Excerpts from a location annotation dataset:
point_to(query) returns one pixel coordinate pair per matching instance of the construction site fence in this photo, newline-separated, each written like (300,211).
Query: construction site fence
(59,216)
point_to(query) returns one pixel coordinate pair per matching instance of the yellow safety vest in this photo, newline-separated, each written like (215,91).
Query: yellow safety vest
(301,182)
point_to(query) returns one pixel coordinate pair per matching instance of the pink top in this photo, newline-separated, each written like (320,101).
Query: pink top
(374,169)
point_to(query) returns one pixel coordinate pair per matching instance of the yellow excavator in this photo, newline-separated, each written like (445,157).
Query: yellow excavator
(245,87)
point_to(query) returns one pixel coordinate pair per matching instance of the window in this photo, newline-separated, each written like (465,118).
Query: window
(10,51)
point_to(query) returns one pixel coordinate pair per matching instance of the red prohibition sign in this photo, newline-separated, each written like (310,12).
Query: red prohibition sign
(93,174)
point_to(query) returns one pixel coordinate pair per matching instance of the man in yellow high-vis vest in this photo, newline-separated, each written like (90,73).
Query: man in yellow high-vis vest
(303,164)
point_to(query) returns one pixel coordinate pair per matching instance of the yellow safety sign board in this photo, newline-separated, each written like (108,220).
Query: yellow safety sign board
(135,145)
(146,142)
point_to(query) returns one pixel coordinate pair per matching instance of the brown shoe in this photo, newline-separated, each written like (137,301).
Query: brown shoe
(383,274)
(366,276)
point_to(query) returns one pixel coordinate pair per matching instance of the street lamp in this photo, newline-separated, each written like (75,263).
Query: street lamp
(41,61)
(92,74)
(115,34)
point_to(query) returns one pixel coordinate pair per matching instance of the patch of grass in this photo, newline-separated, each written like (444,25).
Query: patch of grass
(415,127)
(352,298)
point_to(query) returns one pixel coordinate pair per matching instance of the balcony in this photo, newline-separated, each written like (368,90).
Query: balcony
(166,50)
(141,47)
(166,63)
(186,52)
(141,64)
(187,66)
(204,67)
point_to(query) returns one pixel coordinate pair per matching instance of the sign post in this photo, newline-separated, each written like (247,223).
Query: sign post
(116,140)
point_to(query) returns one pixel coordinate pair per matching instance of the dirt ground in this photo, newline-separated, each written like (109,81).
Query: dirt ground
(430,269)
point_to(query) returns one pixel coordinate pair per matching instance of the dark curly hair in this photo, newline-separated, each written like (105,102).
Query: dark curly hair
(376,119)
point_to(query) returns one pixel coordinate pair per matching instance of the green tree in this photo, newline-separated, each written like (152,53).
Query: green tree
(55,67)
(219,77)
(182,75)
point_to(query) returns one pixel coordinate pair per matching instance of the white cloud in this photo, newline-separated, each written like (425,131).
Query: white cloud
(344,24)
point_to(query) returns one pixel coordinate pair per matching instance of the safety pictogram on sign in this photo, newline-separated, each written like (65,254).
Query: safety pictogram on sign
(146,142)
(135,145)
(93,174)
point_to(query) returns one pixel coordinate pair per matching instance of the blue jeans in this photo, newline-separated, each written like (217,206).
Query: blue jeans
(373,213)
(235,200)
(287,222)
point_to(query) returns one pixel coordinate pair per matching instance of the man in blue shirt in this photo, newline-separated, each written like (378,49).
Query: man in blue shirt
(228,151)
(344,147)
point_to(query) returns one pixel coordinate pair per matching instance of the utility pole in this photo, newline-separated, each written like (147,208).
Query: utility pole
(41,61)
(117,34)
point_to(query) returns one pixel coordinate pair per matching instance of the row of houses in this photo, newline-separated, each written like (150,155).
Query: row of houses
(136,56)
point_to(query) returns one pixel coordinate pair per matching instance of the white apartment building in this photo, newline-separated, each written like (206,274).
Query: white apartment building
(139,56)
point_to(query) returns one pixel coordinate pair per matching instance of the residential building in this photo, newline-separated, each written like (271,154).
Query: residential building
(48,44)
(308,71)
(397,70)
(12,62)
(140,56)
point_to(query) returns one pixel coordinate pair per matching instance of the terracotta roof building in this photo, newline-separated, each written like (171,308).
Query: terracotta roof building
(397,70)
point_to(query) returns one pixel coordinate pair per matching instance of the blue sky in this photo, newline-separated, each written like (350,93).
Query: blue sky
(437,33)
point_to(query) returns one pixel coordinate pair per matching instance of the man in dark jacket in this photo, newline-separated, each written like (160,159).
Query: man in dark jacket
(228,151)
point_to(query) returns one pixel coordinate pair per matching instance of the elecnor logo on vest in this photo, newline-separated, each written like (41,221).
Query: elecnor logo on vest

### BRIEF:
Copy every row above word for word, changing nothing.

### OUTPUT FOR THIS TASK:
point_to(query) returns one pixel coordinate pair per matching instance of the construction site fence in this photo, newline-separated, each written like (300,211).
Query: construction site fence
(59,216)
point_to(query) returns one pixel coordinate pair per matching instance of the yellow safety vest in this photo, newline-separated, each written like (215,91).
Query: yellow safety vest
(301,182)
point_to(query) returns one pixel coordinate pair per matching instance of the pink top in this photo, newline-separated, each written like (320,101).
Query: pink top
(374,169)
point_to(query) returns one pixel coordinate pair per matching instance of the yellow excavator in this photo, newline-separated, each written like (445,157).
Query: yellow excavator
(245,87)
point_to(query) returns one pixel coordinate pair per matching instance of the window in this photo, newline-separated, each written like (465,118).
Query: window
(10,51)
point_to(query) returns one pixel coordinate pair per matching instance of the red prohibition sign in this photo, newline-separated, each written like (310,12).
Query: red prohibition sign
(93,174)
point_to(query) returns one pixel coordinate pair per matching instance of the man in yellow high-vis vest in this photo, newline-separated, each written like (90,73).
Query: man in yellow high-vis vest
(303,164)
point_to(query) returns one pixel coordinate pair per matching instance of the yellow safety sign board in this photo, newline-separated, each written like (108,220).
Query: yellow safety sign board
(135,145)
(146,142)
point_to(query) returns one pixel coordinate pair per matching instance of the brown shoe in this photo, newline-separated, each written like (137,301).
Query: brown shoe
(383,274)
(366,276)
point_to(query) returns one pixel coordinate pair per matching instance of the street lamp in this photo, newline-separated, each written like (75,263).
Query: street lamp
(41,61)
(92,74)
(115,34)
point_to(query) returns one pixel coordinate pair per matching instance of the patch of grass in this photo, newline-separated, each written like (444,25).
Query: patch of grass
(415,127)
(352,298)
point_to(query) returns one pixel coordinate pair per matching instance of the balcony in this photo, newline-separated, each written like (368,90).
Query: balcony
(166,50)
(141,47)
(166,63)
(186,52)
(141,64)
(187,66)
(204,67)
point_to(query) returns one pixel coordinate pair per matching instance of the sign post in this photo, newline-separated, each written like (247,223).
Query: sign post
(116,140)
point_to(query) returns one pixel coordinate pair per matching instance of the dirt ground in this photo, newline-separated, each written like (109,81).
Query: dirt ground
(430,269)
point_to(query) returns one pixel coordinate pair per matching instance of the dark curly hair in this photo, newline-separated, each written like (105,102).
Query: dark curly hair
(376,119)
point_to(query) returns one pixel coordinate pair per matching instance of the green tree in this photo, newline-separated, each written like (152,53).
Query: green tree
(55,67)
(219,77)
(182,75)
point_to(query) returns one pixel coordinate pair per matching instance of the white cloud in this photo, newline-separated, each written like (425,131).
Query: white cloud
(344,24)
point_to(query) returns one pixel coordinate pair per matching instance of the safety pictogram on sign in this photo, newline-separated, each written like (65,254).
Query: safety pictogram on sign
(146,142)
(135,145)
(93,174)
point_to(query) returns one pixel coordinate pair per matching instance of the blue jeans in this photo, newline-separated, each written like (217,206).
Query: blue jeans
(373,213)
(235,200)
(287,222)
point_to(query) returns one pixel coordinate pair per matching instance of the man in blue shirt in this photo, newline-separated, each written like (378,49).
Query: man in blue shirt
(228,151)
(344,147)
point_to(query) returns one pixel coordinate pair per matching instance of the utility pole in this photo, newline-separated, each written like (147,208).
Query: utility pole
(41,61)
(117,34)
point_to(query) returns one pixel coordinate pair per matching instance of the row of houses in this photo, newline-separated, each written like (150,155).
Query: row of houses
(136,56)
point_to(query) returns one pixel coordinate pair per matching instance of the white apartment building in this photo, newline-separated, each written like (206,274).
Query: white apartment building
(139,56)
point_to(query) returns one pixel coordinate pair per matching instance of the residential building in this photo, newline-separated, each written like (271,154).
Query: residential building
(48,44)
(308,71)
(397,70)
(12,62)
(140,56)
point_to(query) returns one pixel coordinate pair per matching instance of the terracotta roof building in this photo, newline-separated, each written like (171,308).
Query: terracotta roof building
(397,70)
point_to(query) returns one pixel coordinate pair per matching instance of the blue sky in this photo, newline-separated, each written like (350,93).
Query: blue sky
(437,33)
point_to(query) returns one pixel coordinate pair per matching instance of the man in dark jacket in this photo, newline-separated, each written like (160,159).
Query: man in dark jacket
(228,151)
point_to(query) returns one pixel coordinate pair per matching instance of the elecnor logo on vest in this photo, newline-separated, each written like (41,221).
Query: elecnor logo on vest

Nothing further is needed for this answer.